Treat the line containing "(format x=134, y=151)" as the first line and the final line of the material below as the last; reproduce that range exactly.

**Supplied data:**
•••

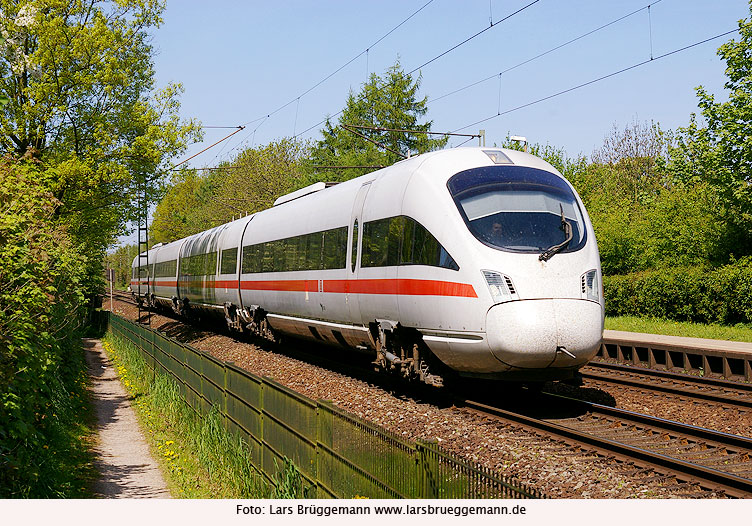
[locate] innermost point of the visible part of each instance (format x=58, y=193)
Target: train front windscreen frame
x=518, y=209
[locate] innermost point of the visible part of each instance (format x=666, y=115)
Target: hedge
x=702, y=295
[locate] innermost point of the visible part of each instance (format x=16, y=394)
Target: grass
x=199, y=457
x=739, y=332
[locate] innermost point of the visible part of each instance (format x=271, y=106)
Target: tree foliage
x=389, y=102
x=717, y=148
x=251, y=182
x=83, y=110
x=41, y=307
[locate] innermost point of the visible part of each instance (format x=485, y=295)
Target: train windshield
x=518, y=209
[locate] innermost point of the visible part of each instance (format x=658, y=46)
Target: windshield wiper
x=567, y=227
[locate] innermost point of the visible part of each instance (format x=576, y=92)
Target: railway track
x=717, y=461
x=724, y=392
x=701, y=460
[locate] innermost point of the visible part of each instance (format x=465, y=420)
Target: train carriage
x=481, y=259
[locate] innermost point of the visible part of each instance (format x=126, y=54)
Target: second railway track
x=714, y=460
x=724, y=392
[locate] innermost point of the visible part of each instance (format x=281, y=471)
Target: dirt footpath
x=123, y=459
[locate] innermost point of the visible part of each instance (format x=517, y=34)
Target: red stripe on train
x=399, y=287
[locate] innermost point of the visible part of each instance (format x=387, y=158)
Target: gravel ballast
x=555, y=468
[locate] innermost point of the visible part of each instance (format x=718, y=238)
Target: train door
x=356, y=234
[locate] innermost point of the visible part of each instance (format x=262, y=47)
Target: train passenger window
x=326, y=249
x=354, y=245
x=166, y=269
x=229, y=261
x=401, y=240
x=335, y=248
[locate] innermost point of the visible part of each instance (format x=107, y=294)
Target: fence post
x=428, y=478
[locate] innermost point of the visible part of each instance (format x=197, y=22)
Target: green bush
x=41, y=360
x=702, y=295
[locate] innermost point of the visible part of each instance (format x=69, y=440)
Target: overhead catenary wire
x=493, y=24
x=343, y=66
x=239, y=129
x=593, y=81
x=547, y=52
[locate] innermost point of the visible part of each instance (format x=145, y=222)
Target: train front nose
x=536, y=334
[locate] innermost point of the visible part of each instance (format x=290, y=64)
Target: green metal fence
x=338, y=454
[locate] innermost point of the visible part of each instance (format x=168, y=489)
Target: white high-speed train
x=480, y=260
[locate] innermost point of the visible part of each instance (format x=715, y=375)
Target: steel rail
x=708, y=478
x=694, y=388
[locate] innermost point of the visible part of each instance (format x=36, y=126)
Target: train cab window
x=322, y=250
x=354, y=249
x=401, y=240
x=229, y=261
x=166, y=269
x=517, y=208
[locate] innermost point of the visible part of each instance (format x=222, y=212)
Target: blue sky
x=240, y=61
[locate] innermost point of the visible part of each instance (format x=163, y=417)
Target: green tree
x=184, y=208
x=249, y=183
x=84, y=112
x=41, y=305
x=717, y=148
x=120, y=261
x=389, y=102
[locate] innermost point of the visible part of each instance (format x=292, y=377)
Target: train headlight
x=590, y=288
x=501, y=286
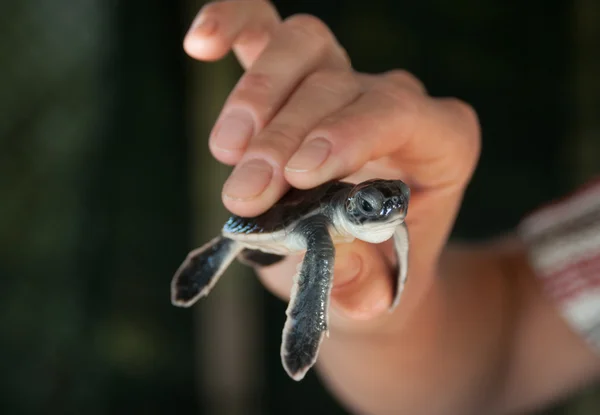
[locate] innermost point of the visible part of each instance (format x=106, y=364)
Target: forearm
x=484, y=337
x=446, y=357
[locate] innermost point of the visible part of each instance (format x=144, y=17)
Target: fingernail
x=248, y=180
x=310, y=156
x=234, y=130
x=203, y=26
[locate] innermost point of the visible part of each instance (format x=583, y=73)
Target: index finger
x=244, y=26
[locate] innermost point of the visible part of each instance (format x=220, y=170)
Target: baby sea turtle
x=310, y=221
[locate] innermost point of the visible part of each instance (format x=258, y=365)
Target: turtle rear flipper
x=201, y=270
x=307, y=311
x=257, y=258
x=401, y=248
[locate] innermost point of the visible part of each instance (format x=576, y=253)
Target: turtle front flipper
x=257, y=258
x=307, y=312
x=401, y=242
x=201, y=270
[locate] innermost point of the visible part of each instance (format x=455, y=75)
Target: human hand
x=300, y=116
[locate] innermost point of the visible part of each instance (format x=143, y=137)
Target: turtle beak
x=404, y=190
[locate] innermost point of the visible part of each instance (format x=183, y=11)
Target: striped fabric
x=563, y=239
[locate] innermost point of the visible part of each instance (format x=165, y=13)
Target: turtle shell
x=294, y=205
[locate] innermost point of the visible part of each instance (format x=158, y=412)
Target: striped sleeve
x=563, y=241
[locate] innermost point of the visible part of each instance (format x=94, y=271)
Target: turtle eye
x=365, y=206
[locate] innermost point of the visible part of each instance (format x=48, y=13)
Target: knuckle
x=400, y=98
x=336, y=128
x=405, y=78
x=469, y=132
x=278, y=141
x=334, y=82
x=255, y=83
x=309, y=26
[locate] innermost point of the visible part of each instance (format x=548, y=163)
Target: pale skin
x=473, y=332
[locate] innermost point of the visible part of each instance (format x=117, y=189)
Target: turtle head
x=375, y=208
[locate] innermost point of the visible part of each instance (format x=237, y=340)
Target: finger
x=302, y=44
x=242, y=25
x=426, y=137
x=249, y=192
x=362, y=283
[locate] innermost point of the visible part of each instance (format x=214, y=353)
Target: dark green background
x=98, y=118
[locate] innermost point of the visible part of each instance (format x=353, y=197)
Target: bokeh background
x=106, y=183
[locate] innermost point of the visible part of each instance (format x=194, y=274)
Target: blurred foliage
x=95, y=176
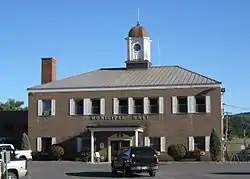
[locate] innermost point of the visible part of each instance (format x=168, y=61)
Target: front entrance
x=116, y=145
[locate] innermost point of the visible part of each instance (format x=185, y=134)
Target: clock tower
x=138, y=48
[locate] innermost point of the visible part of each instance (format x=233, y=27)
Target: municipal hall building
x=138, y=104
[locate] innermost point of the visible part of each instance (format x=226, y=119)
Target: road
x=77, y=170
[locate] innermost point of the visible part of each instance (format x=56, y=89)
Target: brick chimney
x=48, y=70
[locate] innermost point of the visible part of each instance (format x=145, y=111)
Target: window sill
x=43, y=116
x=195, y=113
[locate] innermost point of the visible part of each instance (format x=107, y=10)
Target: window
x=79, y=106
x=182, y=105
x=46, y=144
x=96, y=106
x=46, y=107
x=8, y=127
x=123, y=106
x=153, y=106
x=155, y=143
x=199, y=143
x=200, y=104
x=46, y=104
x=138, y=106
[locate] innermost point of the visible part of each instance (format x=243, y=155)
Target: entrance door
x=116, y=145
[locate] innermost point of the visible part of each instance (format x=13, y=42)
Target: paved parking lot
x=69, y=170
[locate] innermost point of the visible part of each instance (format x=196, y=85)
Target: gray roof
x=122, y=77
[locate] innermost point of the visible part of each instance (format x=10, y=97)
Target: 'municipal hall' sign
x=137, y=117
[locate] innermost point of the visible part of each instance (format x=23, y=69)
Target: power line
x=238, y=107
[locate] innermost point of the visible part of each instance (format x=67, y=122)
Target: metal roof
x=122, y=77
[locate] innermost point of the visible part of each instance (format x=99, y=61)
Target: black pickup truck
x=135, y=160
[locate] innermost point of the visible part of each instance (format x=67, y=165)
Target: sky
x=210, y=37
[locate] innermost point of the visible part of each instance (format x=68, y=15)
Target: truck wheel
x=22, y=158
x=12, y=175
x=152, y=173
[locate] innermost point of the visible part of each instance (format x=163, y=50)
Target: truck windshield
x=143, y=151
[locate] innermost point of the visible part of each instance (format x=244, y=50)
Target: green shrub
x=177, y=152
x=56, y=152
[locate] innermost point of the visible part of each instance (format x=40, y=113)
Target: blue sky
x=210, y=37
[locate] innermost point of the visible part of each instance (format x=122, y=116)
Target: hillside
x=237, y=123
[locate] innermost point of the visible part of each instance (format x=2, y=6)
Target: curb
x=229, y=162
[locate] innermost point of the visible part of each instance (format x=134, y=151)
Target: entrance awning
x=116, y=127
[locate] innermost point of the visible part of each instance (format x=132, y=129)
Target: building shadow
x=99, y=175
x=231, y=173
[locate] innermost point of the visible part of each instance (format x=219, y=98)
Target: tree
x=215, y=145
x=12, y=105
x=25, y=145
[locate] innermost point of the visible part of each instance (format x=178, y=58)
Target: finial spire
x=138, y=16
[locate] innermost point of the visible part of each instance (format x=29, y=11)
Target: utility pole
x=226, y=131
x=245, y=142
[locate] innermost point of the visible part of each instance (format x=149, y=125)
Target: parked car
x=20, y=154
x=135, y=160
x=17, y=168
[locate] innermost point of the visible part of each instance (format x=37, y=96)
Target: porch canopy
x=112, y=127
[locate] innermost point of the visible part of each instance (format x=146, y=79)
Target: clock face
x=137, y=47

•••

**Answer for the task:**
[locate] innermost point of the visible part of each instance (format x=134, y=151)
Target: entrance awning
x=116, y=127
[locate] innermost point of the visible part of each instance (format x=132, y=129)
Target: building shadow
x=99, y=175
x=231, y=173
[locate] innermost point of the visible part of each instance (format x=219, y=98)
Target: tree
x=215, y=145
x=12, y=105
x=25, y=145
[locate] innermost point of the visible part of each instance (format x=178, y=58)
Target: finial spire
x=138, y=16
[locate] innermost point of the visible part of each instance (format x=29, y=11)
Target: utility pole
x=226, y=131
x=245, y=142
[locate] innermost point of the visible part of each instance (format x=149, y=125)
Target: parked car
x=20, y=154
x=135, y=160
x=17, y=168
[locate] innermost point of the visible part of each instance (format x=37, y=96)
Target: porch canopy
x=112, y=127
[locate] innermost point of the visible part of each instance (format x=146, y=79)
Target: clock face
x=137, y=47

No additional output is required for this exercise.